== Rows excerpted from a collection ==

□ □ □ □ □ □ □

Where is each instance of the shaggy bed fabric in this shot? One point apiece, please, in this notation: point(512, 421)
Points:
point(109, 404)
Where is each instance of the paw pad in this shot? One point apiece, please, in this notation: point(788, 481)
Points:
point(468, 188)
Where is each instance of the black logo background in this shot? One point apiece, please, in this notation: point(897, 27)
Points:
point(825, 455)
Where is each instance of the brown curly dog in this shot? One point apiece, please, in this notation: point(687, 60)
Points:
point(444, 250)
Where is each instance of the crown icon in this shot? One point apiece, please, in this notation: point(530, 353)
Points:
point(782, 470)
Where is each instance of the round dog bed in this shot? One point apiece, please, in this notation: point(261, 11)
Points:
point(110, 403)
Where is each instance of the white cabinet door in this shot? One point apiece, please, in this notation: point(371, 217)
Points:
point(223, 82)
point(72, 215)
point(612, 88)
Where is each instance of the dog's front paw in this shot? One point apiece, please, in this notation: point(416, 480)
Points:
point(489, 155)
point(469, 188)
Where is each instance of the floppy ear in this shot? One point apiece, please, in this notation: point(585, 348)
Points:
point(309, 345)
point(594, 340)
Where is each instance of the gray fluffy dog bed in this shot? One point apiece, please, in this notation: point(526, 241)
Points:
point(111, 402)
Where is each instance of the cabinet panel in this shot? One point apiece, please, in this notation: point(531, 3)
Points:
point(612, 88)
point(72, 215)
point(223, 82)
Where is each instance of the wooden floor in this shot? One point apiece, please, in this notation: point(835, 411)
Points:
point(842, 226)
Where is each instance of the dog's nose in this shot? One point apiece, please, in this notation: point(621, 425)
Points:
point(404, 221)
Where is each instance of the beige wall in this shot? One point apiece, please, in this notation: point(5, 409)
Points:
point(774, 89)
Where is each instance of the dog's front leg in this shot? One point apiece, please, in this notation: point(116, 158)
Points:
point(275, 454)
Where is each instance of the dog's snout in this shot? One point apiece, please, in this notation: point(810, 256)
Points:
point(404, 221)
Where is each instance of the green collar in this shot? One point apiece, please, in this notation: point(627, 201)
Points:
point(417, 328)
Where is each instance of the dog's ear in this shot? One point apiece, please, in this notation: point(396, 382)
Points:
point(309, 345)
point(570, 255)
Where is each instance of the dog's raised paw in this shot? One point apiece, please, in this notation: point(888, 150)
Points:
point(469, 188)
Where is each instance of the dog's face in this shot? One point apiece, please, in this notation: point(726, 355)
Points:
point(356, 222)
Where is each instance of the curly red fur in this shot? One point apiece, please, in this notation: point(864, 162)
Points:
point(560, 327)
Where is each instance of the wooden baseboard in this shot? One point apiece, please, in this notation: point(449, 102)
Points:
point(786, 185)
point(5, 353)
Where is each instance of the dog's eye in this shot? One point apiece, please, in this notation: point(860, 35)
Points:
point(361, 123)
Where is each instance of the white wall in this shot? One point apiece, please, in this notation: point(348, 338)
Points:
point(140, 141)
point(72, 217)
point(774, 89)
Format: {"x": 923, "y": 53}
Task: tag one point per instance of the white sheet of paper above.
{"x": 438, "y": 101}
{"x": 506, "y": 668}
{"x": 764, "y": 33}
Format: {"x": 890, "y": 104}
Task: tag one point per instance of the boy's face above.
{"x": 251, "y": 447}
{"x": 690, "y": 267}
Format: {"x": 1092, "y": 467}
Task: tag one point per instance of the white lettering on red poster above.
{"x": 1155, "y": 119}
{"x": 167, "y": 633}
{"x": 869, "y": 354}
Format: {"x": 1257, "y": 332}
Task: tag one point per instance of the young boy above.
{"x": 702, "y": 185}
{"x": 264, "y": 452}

□ □ □ □ □ □ □

== What to work on ==
Edit every one of the rows above by replacing "One point apiece" with "One point each" and leave all other text as it is.

== Task output ==
Where is each instance of the shaggy bed fabric in this shot? One point each, please, in this notation: point(512, 421)
Points:
point(109, 404)
Where is each instance of the paw pad in this shot? One point each, please, in this notation: point(788, 481)
Points:
point(468, 188)
Where is each instance of the black logo background in this shot? One point each, please, in this notation: point(897, 27)
Points:
point(825, 455)
Where is each instance of the brown curly dog in this shot? One point each, please, in this notation: point(687, 60)
Points:
point(444, 250)
Where is each instance of the crown icon in this shot? One point each, please, in this notation: point(530, 353)
Points:
point(782, 470)
Where is each instance of the round dog bed in this shot? One point each, please, in this notation: point(261, 11)
Points:
point(110, 403)
Where is each instance of the white cabinet door in this shot? One point each, please, in this notation: point(371, 217)
Points:
point(223, 82)
point(72, 215)
point(612, 88)
Where is each instance of the dog's front paw in this shot? One point each, please, in this notation: point(416, 480)
Points:
point(489, 155)
point(469, 188)
Where is each instance of the floppy ear in this shot? One point each, please, in this notation: point(585, 348)
Points:
point(309, 345)
point(594, 340)
Where is each instance of the gray fluffy dog bed in this shot? One point each, please, in this notation: point(526, 241)
Points:
point(111, 402)
Where is each instance of the cabinet panel in this shot? One point each, please, in this notation: point(531, 3)
Points:
point(612, 88)
point(72, 215)
point(223, 82)
Where is each instance of the wooden floor in this shot? One point each, please, in this notation: point(835, 411)
Points:
point(842, 226)
Where is each instance of the dog's nose in this shot? One point each, please, in this notation: point(621, 425)
Points:
point(404, 221)
Where is each instance of the beige wall in this shot? One point each, please, in this notation: point(5, 409)
Points:
point(774, 89)
Where is each instance of the dog's front leg in this shot? One point each, please, in this notation: point(116, 158)
Points:
point(275, 454)
Where is each instance of the dog's snout in this shot? One point each, please, in this notation: point(810, 256)
Points:
point(404, 221)
Where is each instance of the green collar in this shot? One point each, please, in this notation: point(627, 201)
Points:
point(417, 328)
Where is each instance of the dog's ear in this shot? One point each, please, in this notation: point(396, 382)
Points:
point(309, 345)
point(570, 255)
Where is each instance of the dog's raised paw in this shot? One point each, please, in this notation: point(888, 150)
Points:
point(469, 188)
Where is each instance of the dog's face in this shot? One point each, please, in this notation: point(726, 355)
Points:
point(356, 222)
Where is each instance of the curly red fur in this shot? One point each, please, in this notation: point(864, 162)
Points:
point(560, 327)
Where is each instance of the wooden baseboard in this shot? One point each, please, in this notation: point(449, 102)
Points:
point(786, 185)
point(5, 353)
Where is each instance of the dog's eye in this shot? One point each, please, in this notation: point(860, 35)
Points:
point(361, 123)
Where is each instance of the white wall in this shot? One point each, please, in this notation: point(348, 338)
Points:
point(140, 141)
point(72, 217)
point(774, 89)
Format: {"x": 923, "y": 53}
Task: tag one point per instance of the white sheet of paper above.
{"x": 438, "y": 101}
{"x": 506, "y": 668}
{"x": 764, "y": 33}
Format: {"x": 890, "y": 104}
Task: tag one point per instance of the boy's face above.
{"x": 251, "y": 447}
{"x": 690, "y": 267}
Format: {"x": 1092, "y": 467}
Task: tag one point per instance of the white lettering on red poster above.
{"x": 1155, "y": 119}
{"x": 167, "y": 633}
{"x": 869, "y": 354}
Format: {"x": 1257, "y": 332}
Task: tag one point per instance of the young boy above.
{"x": 702, "y": 185}
{"x": 264, "y": 452}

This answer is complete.